• [EXCERPTED RECORDS]:
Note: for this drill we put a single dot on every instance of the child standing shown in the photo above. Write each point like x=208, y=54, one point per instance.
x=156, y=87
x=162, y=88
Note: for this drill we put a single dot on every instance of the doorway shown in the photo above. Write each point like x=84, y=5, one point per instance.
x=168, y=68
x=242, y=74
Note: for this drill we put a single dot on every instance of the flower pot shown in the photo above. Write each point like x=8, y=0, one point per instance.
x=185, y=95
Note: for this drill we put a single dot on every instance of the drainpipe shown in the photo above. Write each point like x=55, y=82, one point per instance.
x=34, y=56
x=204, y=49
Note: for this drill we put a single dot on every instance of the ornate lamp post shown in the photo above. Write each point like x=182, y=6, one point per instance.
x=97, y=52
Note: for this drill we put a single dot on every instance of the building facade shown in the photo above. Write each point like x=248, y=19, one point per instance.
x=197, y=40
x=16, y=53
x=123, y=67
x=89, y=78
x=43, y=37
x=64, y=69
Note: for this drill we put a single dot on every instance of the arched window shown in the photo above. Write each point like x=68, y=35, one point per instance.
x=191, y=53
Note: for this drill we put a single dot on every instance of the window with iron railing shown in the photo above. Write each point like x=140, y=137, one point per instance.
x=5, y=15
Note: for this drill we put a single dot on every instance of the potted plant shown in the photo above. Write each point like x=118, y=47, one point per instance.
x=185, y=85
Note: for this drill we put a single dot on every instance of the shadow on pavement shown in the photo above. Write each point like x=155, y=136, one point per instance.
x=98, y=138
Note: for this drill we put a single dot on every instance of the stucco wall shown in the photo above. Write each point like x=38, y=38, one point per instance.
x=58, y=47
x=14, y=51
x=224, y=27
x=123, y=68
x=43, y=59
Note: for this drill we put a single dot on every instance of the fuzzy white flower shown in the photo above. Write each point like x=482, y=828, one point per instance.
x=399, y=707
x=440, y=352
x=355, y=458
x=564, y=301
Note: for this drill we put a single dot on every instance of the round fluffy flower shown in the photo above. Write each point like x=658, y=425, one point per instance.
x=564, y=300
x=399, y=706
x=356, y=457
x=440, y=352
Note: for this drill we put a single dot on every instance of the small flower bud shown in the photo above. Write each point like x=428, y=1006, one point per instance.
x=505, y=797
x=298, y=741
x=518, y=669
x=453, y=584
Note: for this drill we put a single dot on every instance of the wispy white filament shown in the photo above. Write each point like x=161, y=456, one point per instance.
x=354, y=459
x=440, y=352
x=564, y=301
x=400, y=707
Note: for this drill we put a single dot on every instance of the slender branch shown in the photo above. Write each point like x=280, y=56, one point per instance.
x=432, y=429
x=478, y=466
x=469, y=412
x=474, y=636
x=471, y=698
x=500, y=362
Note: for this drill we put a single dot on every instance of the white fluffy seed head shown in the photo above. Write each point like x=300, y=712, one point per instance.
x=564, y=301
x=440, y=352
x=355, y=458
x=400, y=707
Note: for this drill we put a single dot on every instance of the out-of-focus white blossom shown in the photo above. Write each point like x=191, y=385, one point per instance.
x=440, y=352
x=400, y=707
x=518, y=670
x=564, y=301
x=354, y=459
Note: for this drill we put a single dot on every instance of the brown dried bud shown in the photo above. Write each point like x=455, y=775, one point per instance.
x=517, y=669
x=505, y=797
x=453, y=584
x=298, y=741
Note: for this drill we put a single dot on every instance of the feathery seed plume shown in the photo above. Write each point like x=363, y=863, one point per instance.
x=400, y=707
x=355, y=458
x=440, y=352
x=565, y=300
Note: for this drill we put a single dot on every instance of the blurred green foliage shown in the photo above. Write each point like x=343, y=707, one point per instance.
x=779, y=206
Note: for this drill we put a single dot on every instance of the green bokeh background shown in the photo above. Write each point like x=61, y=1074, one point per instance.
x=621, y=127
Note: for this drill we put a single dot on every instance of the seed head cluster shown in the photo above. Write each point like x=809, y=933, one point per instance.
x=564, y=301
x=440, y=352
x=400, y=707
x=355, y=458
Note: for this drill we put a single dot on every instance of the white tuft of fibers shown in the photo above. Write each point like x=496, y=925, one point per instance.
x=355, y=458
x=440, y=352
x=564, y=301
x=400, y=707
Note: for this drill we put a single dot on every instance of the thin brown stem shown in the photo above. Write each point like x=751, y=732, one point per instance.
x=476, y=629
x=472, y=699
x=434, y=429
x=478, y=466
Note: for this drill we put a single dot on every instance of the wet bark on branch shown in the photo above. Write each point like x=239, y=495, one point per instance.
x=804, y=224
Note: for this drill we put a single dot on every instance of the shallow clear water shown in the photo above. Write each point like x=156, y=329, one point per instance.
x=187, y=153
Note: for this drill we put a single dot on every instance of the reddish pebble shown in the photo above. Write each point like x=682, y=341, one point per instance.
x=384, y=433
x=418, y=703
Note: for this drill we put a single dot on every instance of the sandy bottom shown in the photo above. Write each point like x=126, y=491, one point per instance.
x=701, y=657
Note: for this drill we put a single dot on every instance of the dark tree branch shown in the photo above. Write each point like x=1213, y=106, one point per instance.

• [THE REQUEST]: Copy out every one of the lines above word for word, without changing anything.

• [EXERCISE OUTPUT]:
Note: for this drill we put a single dot on every instance of the child standing shown in the photo above. Write each point like x=208, y=54, one point per instance.
x=156, y=87
x=162, y=88
Note: for this drill we put a single dot on every instance of the doorway shown in the photo above. Write each point like x=84, y=5, one point per instance.
x=168, y=68
x=242, y=74
Note: for this drill we put a single dot on every instance of the flower pot shown in the photo above. Write each point like x=8, y=0, one point per instance.
x=185, y=95
Note: for this drill we put a single dot on every instance of the drainpipe shown in the photo above. Write each point like x=55, y=82, one point per instance.
x=34, y=56
x=204, y=49
Note: for this drill we put a single dot on every instance of the ornate lamp post shown in the photo above. Write each point like x=182, y=6, one point per instance.
x=97, y=52
Note: for this drill we put a single dot on every instance of the building facade shown in the photo above. Write each point like x=248, y=19, one point per instance.
x=197, y=40
x=16, y=53
x=123, y=67
x=89, y=78
x=43, y=37
x=64, y=69
Note: for this drill we put a single dot on every instance of the arched window shown in the photo above. Write each point like x=68, y=35, one point per instance.
x=191, y=53
Note: for this drill we put a single dot on every instance of the window with iron railing shown in the photo above. Write each point like x=140, y=137, one point per instance.
x=5, y=15
Note: for this drill we put a single dot on every instance of the potted plant shown in the photo above. Write each point like x=118, y=47, one point per instance.
x=185, y=85
Note: for this drill we put a single dot on every instance of the shadow on pavement shown in the photo above. Write each point like x=155, y=136, one point per instance.
x=98, y=138
Note: for this drill we put a single dot on every instance of the stucco wall shown in the photo above. Write each point like x=38, y=38, one point per instance.
x=58, y=47
x=14, y=51
x=224, y=27
x=123, y=68
x=43, y=59
Note: for this drill we put a single dot on every instance of the fuzzy white flower shown in the photo above. Write each point like x=482, y=828, one point per instance.
x=399, y=707
x=440, y=352
x=355, y=458
x=564, y=301
Note: for this drill we put a single dot on every instance of the round fluffy flower shown in the photo above. Write each point like x=658, y=425, one point per instance.
x=564, y=300
x=399, y=706
x=356, y=457
x=440, y=352
Note: for this drill we put a single dot on every instance of the small flower bud shown in the photo above. Write each point like x=428, y=1006, one point per instance.
x=505, y=797
x=298, y=741
x=518, y=669
x=453, y=584
Note: for this drill we put a single dot on every instance of the wispy white filament shown in the photo above. Write each point like x=161, y=456, one point per instance.
x=354, y=459
x=440, y=352
x=564, y=301
x=400, y=707
Note: for this drill we put a single dot on every instance of the slender branch shown in the photo above. Write each point like x=280, y=56, one point per instance.
x=432, y=429
x=478, y=466
x=469, y=412
x=474, y=636
x=471, y=698
x=500, y=362
Note: for this drill we put a single dot on every instance of the white fluffy seed head shown in the photo above. Write each point like x=300, y=712, one point per instance.
x=564, y=301
x=440, y=352
x=355, y=458
x=400, y=707
Note: for this drill we put a single dot on every instance of the out-of-focus white blossom shown in the photo above. Write each point like x=191, y=385, one point per instance.
x=440, y=352
x=400, y=707
x=518, y=670
x=564, y=301
x=354, y=459
Note: for this drill we put a single dot on every instance of the brown dried bud shown in the photo above. Write each point like x=455, y=775, one point per instance.
x=517, y=669
x=505, y=797
x=453, y=584
x=298, y=741
Note: for this drill we put a single dot on every instance of the feathery seed plume shown in the photo above. Write each point like x=363, y=863, one point per instance.
x=400, y=707
x=355, y=458
x=440, y=352
x=565, y=300
Note: for this drill we put a single dot on every instance of the blurred green foliage shown in the photo above. Write each point like x=343, y=707, one point per instance.
x=779, y=206
Note: for this drill we put a single dot on every instance of the green bokeh background shown in the photo above. Write each point like x=61, y=1074, one point per instance.
x=621, y=127
Note: for this drill we put a single dot on every instance of the seed head cluster shown in the photo above. Write each point like x=809, y=933, one point per instance.
x=564, y=301
x=440, y=352
x=400, y=707
x=355, y=458
Note: for this drill we put a single dot on every instance of the white tuft of fibers shown in the photo above. Write each point like x=496, y=925, one point per instance.
x=355, y=458
x=440, y=352
x=564, y=301
x=400, y=707
Note: for this drill we put a single dot on every instance of the thin brown stem shown in the photo above. Write each point like x=751, y=732, one point per instance.
x=476, y=629
x=472, y=699
x=434, y=429
x=478, y=466
Note: for this drill we put a single dot on every instance of the wet bark on branch shown in the photo above. Write each point like x=239, y=495, one point per instance.
x=804, y=224
Note: for this drill we put a single dot on every instance of the shallow clear water shown in the photo above. Write each point like x=156, y=329, one point per instance.
x=187, y=153
Note: for this drill we put a single dot on every instance of the reddish pebble shown in the photo above. Write each point like x=682, y=341, one point per instance.
x=384, y=433
x=418, y=703
Note: for this drill we put a single dot on every instance of the sandy bottom shown in the photo above. Write each point like x=126, y=491, one point per instance.
x=701, y=657
Note: for this drill we put a single dot on every instance of the dark tree branch shown in the photo above. Write each point like x=1213, y=106, one point per instance.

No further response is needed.